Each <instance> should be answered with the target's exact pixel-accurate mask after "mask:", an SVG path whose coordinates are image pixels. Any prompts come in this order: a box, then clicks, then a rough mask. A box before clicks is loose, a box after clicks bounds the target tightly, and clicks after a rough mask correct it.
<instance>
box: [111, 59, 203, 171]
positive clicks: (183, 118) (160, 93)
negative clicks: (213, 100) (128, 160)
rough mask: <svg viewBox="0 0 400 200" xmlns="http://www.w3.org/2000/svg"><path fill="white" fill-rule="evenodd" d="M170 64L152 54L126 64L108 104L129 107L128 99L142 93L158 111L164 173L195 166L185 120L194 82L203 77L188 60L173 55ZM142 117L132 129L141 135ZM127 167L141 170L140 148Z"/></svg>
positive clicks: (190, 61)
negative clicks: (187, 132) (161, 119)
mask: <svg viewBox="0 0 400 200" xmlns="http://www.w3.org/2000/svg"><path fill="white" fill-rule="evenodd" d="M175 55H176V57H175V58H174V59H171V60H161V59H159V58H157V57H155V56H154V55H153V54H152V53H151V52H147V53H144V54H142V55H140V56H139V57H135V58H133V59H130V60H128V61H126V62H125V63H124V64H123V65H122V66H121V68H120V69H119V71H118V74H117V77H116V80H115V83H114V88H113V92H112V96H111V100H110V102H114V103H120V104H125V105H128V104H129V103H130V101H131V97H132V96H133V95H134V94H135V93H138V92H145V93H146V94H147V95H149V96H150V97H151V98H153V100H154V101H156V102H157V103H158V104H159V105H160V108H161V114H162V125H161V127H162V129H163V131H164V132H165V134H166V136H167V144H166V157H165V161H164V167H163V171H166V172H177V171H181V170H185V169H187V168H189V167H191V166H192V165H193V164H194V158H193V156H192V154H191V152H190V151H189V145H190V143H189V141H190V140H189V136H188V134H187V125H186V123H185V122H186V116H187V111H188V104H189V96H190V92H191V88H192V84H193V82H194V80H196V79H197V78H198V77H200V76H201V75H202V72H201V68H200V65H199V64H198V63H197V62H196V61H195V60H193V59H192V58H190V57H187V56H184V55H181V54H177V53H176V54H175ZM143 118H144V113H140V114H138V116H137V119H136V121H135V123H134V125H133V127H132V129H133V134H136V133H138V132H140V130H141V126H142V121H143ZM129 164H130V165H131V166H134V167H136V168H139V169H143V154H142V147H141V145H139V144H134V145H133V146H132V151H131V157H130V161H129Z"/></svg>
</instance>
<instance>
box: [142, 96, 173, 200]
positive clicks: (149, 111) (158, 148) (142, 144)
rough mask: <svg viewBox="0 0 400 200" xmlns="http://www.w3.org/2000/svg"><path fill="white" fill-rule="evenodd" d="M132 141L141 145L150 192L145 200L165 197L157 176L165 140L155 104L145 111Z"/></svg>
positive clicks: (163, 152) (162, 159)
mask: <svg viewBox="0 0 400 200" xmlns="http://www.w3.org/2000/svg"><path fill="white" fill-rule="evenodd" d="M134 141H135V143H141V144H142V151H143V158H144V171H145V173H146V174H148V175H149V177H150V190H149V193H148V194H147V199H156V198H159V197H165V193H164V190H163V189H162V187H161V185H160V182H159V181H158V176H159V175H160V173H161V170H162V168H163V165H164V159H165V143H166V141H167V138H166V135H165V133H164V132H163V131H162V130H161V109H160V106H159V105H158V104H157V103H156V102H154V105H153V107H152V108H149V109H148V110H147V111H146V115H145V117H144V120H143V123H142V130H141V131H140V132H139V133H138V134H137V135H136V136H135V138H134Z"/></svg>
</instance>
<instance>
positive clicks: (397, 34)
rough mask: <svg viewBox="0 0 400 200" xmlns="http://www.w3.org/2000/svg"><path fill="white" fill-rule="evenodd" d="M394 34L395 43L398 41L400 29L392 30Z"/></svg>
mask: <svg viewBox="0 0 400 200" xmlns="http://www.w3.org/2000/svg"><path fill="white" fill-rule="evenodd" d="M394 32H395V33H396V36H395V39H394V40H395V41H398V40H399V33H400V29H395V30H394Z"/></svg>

----

Every line from above should appear again in the answer, exactly as written.

Each <instance> should be answered with the target's exact pixel-accurate mask after "mask:", an SVG path whose coordinates are image pixels. Any prompts come in this order: a box, then clicks, then a rough mask. A box before clicks is loose, a box after clicks bounds the target tightly, and clicks after a rough mask correct it.
<instance>
box: [111, 59, 203, 171]
positive clicks: (183, 118) (160, 93)
negative clicks: (213, 100) (128, 160)
rough mask: <svg viewBox="0 0 400 200" xmlns="http://www.w3.org/2000/svg"><path fill="white" fill-rule="evenodd" d="M170 64L152 54L126 64L108 104L129 107L128 99L142 93L158 111L164 173L195 166L185 120L194 82L203 77L188 60L173 55ZM142 117L132 129L141 135ZM127 167L141 170L140 148Z"/></svg>
positive clicks: (190, 61)
negative clicks: (187, 132) (161, 119)
mask: <svg viewBox="0 0 400 200" xmlns="http://www.w3.org/2000/svg"><path fill="white" fill-rule="evenodd" d="M175 55H176V57H175V58H174V59H171V60H161V59H159V58H157V57H155V56H154V55H153V54H152V53H151V52H147V53H144V54H142V55H140V56H139V57H135V58H133V59H130V60H128V61H126V62H125V63H124V64H123V65H122V66H121V68H120V69H119V71H118V74H117V77H116V80H115V83H114V88H113V92H112V96H111V100H110V102H114V103H120V104H125V105H128V104H129V103H130V101H131V97H132V96H133V95H134V94H135V93H138V92H145V93H146V94H147V95H149V96H150V97H151V98H153V100H154V101H156V102H157V103H158V104H159V105H160V108H161V114H162V125H161V127H162V129H163V131H164V132H165V134H166V136H167V144H166V157H165V161H164V167H163V171H166V172H177V171H181V170H185V169H187V168H189V167H191V166H192V165H193V164H194V158H193V156H192V154H191V152H190V151H189V145H190V143H189V141H190V140H189V136H188V134H187V125H186V123H185V122H186V116H187V111H188V104H189V96H190V92H191V88H192V84H193V82H194V80H196V79H197V78H198V77H200V76H201V75H202V72H201V68H200V65H199V64H198V63H197V62H196V61H195V60H193V59H192V58H190V57H187V56H184V55H181V54H177V53H176V54H175ZM143 118H144V113H140V114H138V116H137V119H136V121H135V123H134V125H133V127H132V129H133V134H136V133H138V132H140V130H141V126H142V121H143ZM129 164H130V165H131V166H134V167H136V168H139V169H143V154H142V147H141V145H139V144H134V145H133V146H132V151H131V157H130V161H129Z"/></svg>
</instance>
<instance>
box: [142, 96, 173, 200]
positive clicks: (149, 111) (158, 148) (142, 144)
rough mask: <svg viewBox="0 0 400 200" xmlns="http://www.w3.org/2000/svg"><path fill="white" fill-rule="evenodd" d="M132 141L141 145L150 192L145 200L165 197L157 176L165 140L155 104L145 111Z"/></svg>
positive clicks: (163, 152) (162, 159)
mask: <svg viewBox="0 0 400 200" xmlns="http://www.w3.org/2000/svg"><path fill="white" fill-rule="evenodd" d="M134 141H135V143H141V144H142V151H143V158H144V171H145V173H146V174H148V175H149V177H150V190H149V193H148V194H147V199H156V198H159V197H165V193H164V190H163V189H162V187H161V185H160V182H159V181H158V176H159V175H160V173H161V170H162V168H163V165H164V159H165V143H166V141H167V138H166V135H165V133H164V132H163V131H162V130H161V109H160V106H159V105H158V104H157V103H156V102H154V105H153V107H152V108H149V109H148V110H147V111H146V115H145V117H144V120H143V123H142V130H141V131H140V132H139V133H138V134H137V135H136V136H135V138H134Z"/></svg>
</instance>
<instance>
positive clicks: (397, 34)
rough mask: <svg viewBox="0 0 400 200" xmlns="http://www.w3.org/2000/svg"><path fill="white" fill-rule="evenodd" d="M394 34L395 43L398 41L400 29L392 30Z"/></svg>
mask: <svg viewBox="0 0 400 200" xmlns="http://www.w3.org/2000/svg"><path fill="white" fill-rule="evenodd" d="M394 32H395V33H396V36H395V39H394V40H395V41H398V40H399V33H400V29H395V30H394Z"/></svg>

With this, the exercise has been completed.